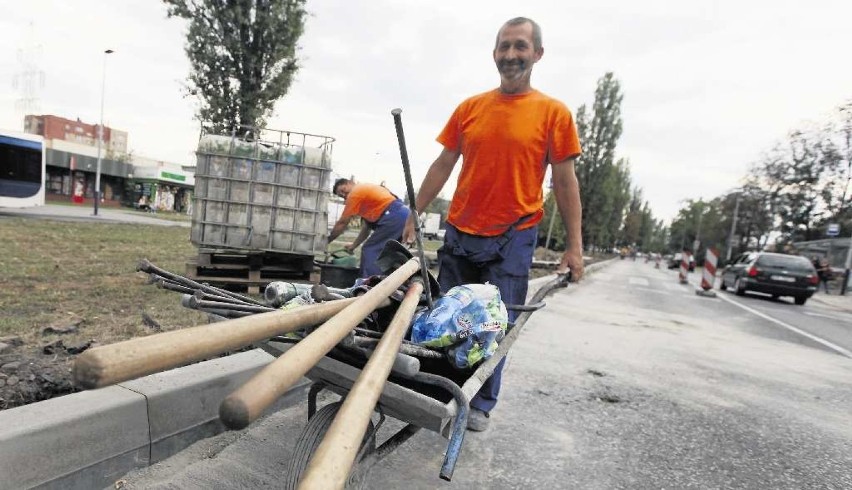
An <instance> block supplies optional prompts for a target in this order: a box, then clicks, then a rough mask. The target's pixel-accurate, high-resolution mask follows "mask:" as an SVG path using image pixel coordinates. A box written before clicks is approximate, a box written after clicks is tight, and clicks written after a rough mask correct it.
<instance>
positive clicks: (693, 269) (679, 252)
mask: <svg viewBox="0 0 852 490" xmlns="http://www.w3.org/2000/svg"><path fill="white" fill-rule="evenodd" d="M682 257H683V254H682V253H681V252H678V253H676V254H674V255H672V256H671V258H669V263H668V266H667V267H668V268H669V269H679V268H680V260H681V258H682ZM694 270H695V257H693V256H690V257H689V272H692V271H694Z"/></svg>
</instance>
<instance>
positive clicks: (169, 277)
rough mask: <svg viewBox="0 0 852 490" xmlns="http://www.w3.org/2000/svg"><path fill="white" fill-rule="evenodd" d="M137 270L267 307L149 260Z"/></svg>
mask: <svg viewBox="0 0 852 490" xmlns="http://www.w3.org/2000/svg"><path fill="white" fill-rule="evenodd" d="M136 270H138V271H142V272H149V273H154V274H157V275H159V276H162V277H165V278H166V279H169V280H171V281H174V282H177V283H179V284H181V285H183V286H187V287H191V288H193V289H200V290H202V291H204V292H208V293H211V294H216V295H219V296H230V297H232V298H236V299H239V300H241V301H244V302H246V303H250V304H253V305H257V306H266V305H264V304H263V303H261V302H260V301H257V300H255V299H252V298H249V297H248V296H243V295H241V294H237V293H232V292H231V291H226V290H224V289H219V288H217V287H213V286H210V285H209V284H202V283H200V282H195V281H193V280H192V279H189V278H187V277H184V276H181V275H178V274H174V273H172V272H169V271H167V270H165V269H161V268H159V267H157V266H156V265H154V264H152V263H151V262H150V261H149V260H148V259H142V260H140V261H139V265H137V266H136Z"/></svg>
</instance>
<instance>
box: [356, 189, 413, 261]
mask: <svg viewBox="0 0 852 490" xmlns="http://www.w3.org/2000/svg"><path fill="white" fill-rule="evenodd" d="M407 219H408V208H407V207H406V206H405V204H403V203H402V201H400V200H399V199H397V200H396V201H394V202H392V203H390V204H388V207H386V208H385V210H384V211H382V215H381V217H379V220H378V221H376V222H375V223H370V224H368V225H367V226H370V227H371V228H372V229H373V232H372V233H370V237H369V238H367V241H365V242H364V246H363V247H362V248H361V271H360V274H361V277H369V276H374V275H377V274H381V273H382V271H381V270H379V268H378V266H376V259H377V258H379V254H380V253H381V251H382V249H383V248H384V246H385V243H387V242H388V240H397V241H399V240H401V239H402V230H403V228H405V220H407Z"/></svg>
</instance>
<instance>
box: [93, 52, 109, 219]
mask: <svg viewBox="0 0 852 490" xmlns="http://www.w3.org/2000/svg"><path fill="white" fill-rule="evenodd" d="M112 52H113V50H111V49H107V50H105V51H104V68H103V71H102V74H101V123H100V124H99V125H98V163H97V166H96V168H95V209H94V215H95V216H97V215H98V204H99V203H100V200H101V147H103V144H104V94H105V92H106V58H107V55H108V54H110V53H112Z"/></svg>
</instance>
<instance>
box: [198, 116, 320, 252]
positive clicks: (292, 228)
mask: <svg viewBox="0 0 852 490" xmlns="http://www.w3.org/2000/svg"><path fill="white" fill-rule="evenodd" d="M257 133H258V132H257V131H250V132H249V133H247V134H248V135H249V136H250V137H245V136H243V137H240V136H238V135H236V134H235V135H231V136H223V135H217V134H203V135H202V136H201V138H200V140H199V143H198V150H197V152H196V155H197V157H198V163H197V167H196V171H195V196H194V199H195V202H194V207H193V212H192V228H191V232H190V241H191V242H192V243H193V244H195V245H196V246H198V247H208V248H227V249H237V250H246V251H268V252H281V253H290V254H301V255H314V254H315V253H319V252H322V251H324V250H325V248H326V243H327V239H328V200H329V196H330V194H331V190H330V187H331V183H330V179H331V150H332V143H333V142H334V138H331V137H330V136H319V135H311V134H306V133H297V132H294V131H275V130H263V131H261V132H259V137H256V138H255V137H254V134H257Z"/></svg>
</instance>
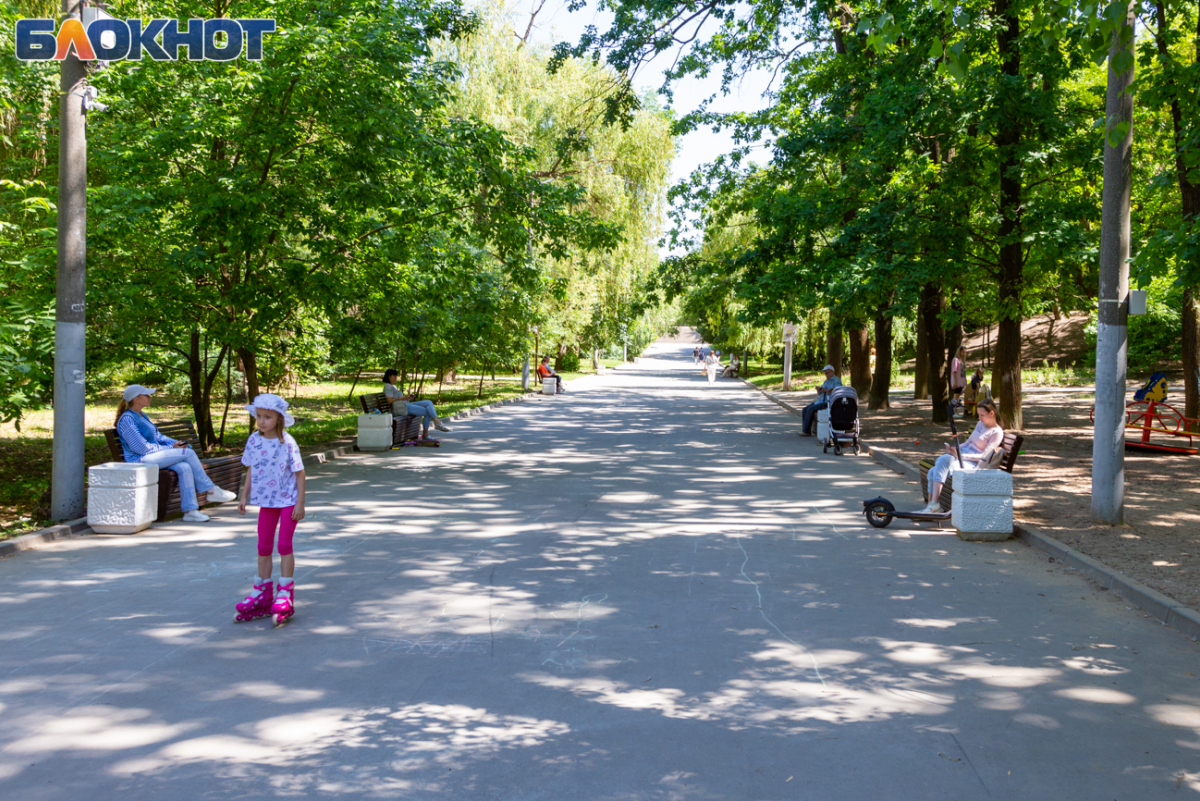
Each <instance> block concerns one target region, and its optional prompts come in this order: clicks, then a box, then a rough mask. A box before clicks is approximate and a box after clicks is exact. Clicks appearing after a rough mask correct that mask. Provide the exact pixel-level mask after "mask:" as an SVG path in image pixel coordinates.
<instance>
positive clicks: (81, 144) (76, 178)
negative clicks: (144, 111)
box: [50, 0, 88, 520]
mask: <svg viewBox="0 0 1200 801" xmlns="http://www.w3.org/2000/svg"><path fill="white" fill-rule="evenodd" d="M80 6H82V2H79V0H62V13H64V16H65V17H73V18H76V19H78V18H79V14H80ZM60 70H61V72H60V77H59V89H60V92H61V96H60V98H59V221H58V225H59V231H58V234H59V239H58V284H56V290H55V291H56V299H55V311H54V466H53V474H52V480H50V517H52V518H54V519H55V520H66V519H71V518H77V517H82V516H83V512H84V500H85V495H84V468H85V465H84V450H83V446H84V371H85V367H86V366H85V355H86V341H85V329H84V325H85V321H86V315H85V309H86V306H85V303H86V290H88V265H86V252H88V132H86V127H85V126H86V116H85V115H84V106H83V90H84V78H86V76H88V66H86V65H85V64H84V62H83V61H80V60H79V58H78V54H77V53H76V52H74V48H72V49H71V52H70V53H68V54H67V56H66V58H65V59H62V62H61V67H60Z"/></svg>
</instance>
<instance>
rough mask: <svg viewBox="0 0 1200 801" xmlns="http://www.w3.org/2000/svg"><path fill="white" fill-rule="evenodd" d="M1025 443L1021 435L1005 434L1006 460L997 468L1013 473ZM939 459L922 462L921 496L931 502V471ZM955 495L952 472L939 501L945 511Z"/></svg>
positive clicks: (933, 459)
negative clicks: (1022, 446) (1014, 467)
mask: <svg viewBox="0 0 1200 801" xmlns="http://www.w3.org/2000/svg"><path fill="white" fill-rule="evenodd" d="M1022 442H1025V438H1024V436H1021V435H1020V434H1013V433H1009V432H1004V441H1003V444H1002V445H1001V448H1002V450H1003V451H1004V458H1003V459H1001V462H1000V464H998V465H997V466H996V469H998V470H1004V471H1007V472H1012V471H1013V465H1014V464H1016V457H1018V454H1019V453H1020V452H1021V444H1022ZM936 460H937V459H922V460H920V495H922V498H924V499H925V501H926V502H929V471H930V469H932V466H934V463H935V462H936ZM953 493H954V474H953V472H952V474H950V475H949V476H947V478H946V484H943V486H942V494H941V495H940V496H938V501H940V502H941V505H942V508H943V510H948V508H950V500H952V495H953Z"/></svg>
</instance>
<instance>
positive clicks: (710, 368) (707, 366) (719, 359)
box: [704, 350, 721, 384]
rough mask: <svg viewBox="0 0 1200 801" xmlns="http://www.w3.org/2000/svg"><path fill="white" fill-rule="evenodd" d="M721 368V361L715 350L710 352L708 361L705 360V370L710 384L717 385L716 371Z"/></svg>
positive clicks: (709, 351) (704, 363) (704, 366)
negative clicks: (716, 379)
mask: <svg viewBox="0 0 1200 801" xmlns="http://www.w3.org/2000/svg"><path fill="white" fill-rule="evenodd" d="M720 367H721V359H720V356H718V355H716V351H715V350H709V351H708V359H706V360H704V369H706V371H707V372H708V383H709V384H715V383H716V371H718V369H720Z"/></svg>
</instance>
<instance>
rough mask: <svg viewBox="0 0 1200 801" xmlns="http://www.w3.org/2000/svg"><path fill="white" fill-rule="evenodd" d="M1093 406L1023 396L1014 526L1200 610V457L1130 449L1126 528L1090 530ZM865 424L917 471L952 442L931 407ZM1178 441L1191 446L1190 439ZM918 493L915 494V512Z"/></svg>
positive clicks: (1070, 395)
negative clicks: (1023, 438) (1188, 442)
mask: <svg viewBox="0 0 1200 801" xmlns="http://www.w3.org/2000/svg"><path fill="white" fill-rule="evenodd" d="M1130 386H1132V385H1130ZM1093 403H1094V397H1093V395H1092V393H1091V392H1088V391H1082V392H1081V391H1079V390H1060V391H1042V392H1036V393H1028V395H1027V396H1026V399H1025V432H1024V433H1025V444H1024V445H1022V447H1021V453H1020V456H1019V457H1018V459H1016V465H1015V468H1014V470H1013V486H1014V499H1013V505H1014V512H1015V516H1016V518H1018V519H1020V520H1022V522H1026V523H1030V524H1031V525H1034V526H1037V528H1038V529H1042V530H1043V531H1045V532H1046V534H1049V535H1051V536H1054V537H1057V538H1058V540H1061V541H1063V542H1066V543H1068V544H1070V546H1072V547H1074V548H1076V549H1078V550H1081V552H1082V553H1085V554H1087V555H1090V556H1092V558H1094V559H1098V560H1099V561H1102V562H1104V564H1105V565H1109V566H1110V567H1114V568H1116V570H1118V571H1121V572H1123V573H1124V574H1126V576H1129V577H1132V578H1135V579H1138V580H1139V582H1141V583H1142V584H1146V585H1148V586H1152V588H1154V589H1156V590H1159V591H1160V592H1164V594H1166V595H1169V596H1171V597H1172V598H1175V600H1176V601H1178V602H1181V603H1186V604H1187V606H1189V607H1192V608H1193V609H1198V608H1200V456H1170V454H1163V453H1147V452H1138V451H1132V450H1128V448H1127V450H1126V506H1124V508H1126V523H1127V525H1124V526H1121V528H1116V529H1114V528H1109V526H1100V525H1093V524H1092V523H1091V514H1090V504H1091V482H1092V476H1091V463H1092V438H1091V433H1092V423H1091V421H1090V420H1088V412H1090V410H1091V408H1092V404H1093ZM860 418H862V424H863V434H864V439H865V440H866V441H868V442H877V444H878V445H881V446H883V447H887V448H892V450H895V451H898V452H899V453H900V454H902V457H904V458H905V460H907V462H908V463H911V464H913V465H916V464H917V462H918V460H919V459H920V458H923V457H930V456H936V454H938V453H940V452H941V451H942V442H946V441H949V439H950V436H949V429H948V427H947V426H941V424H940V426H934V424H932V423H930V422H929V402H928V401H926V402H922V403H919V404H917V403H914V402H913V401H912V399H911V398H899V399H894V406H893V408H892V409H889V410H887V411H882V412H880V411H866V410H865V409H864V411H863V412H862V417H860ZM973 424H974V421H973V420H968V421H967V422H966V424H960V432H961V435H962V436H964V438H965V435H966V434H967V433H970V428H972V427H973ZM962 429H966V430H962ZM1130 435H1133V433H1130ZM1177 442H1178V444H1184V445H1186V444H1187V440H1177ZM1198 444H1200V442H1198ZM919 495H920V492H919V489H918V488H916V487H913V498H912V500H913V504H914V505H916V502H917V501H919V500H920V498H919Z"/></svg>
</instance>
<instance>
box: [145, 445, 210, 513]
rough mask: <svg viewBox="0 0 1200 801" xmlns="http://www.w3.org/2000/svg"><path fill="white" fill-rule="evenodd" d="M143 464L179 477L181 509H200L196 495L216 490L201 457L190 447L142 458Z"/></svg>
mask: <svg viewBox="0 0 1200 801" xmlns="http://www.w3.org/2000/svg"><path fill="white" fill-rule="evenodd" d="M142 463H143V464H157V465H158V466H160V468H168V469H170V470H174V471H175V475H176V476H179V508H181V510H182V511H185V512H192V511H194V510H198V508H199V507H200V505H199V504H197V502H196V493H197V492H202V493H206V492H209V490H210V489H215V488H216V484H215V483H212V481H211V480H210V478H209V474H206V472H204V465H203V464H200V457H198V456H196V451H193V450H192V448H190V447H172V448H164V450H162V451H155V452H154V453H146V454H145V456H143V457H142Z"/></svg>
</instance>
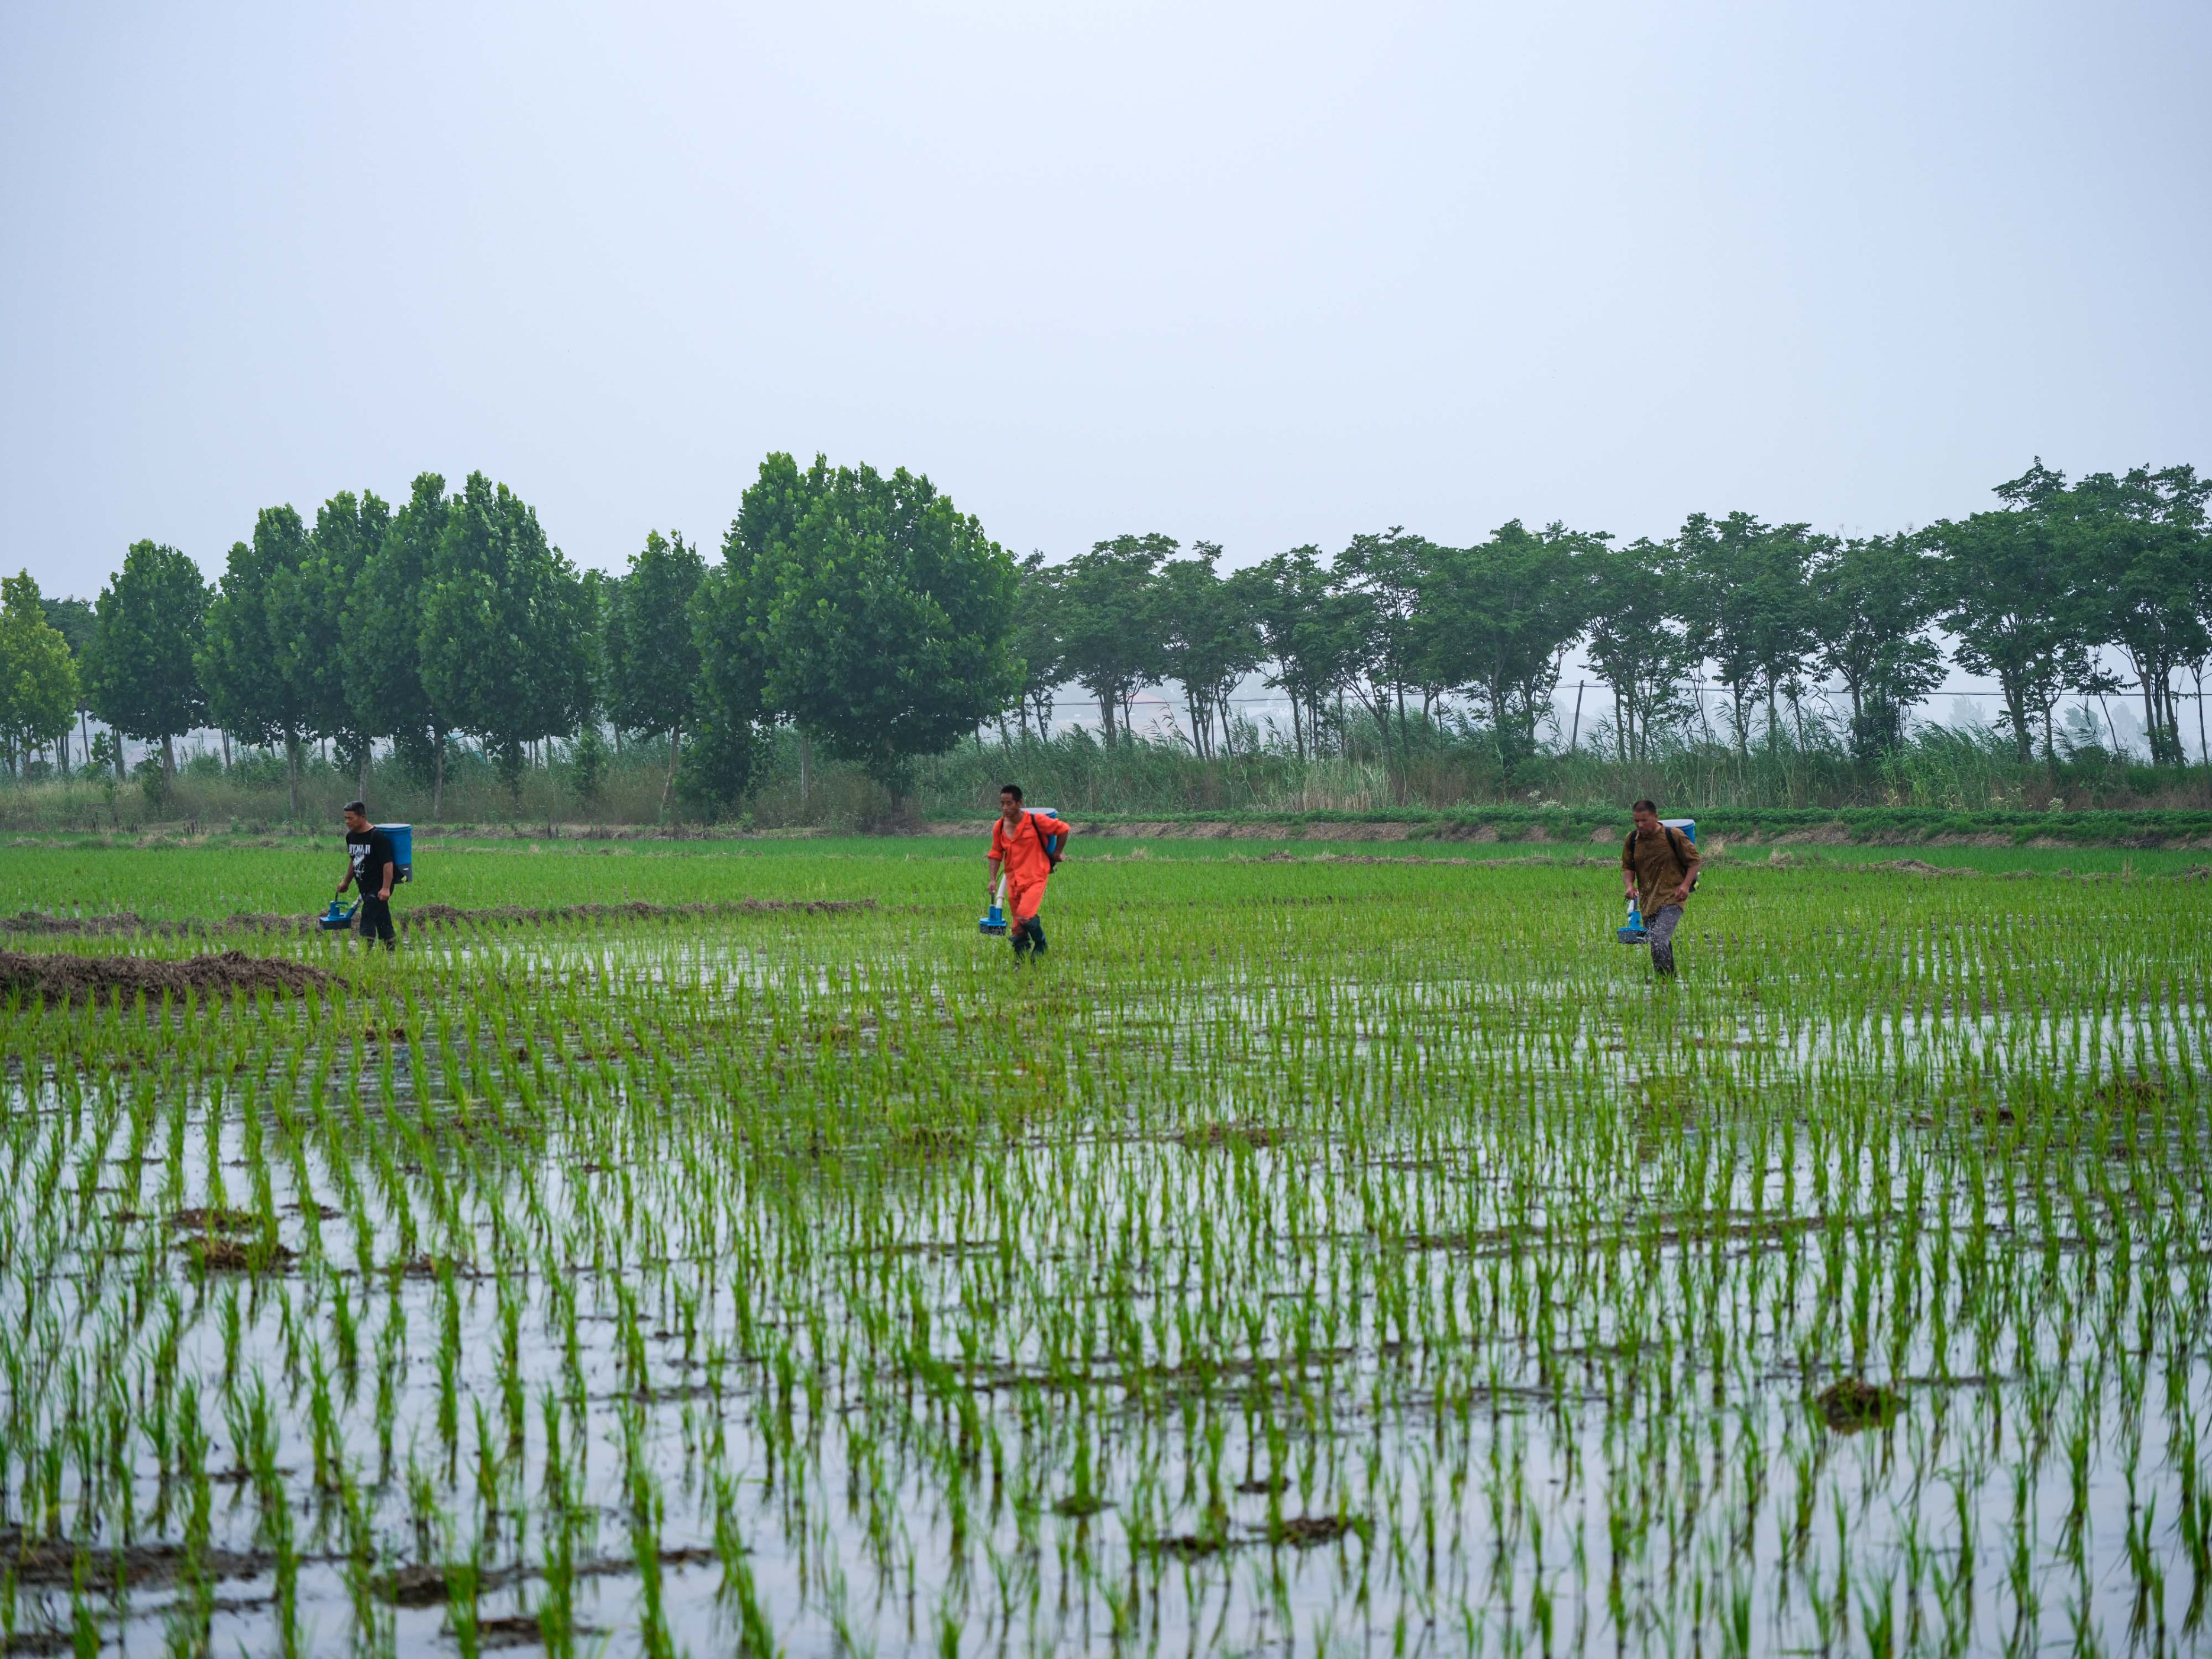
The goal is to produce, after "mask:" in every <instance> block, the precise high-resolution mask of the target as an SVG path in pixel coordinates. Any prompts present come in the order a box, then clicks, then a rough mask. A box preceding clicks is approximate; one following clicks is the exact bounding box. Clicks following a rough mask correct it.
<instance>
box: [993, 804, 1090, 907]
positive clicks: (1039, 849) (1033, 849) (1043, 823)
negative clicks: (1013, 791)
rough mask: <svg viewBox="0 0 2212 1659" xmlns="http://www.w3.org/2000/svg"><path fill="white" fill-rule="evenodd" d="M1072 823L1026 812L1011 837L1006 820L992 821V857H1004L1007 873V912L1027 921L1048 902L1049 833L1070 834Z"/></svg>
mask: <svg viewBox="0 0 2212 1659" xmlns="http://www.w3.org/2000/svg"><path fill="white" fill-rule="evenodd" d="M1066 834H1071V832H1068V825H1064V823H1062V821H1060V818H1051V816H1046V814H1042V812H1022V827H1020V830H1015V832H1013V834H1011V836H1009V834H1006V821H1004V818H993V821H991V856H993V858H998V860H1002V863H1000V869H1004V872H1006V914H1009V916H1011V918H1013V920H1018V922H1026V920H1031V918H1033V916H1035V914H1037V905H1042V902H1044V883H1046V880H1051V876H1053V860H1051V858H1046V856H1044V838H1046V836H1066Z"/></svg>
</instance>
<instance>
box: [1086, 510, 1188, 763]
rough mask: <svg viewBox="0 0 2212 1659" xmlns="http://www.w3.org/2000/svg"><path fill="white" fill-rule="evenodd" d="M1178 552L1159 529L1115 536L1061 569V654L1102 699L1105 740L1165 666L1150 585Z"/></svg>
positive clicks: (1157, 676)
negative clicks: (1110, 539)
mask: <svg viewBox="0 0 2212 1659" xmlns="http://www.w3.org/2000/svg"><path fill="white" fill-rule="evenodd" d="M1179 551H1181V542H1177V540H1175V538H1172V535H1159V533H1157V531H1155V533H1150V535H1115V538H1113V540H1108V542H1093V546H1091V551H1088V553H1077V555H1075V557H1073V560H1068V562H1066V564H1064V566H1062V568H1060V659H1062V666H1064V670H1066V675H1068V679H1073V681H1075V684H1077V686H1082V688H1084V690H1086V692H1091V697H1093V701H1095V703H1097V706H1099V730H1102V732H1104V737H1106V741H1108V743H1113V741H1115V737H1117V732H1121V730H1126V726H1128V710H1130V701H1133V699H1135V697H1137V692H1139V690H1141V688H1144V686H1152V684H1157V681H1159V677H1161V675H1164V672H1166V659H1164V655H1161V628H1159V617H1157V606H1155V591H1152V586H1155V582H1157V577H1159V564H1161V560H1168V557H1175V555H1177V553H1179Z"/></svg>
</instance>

# [ISTRUZIONI]
Individui nel materiale tutte le righe in cui compare la parola "negative" e le ricopi per intero.

# [SOLUZIONE]
negative clicks: (144, 111)
negative clicks: (1022, 446) (1014, 467)
negative clicks: (716, 379)
negative clicks: (1023, 438) (1188, 442)
negative clicks: (1013, 791)
negative clicks: (1110, 539)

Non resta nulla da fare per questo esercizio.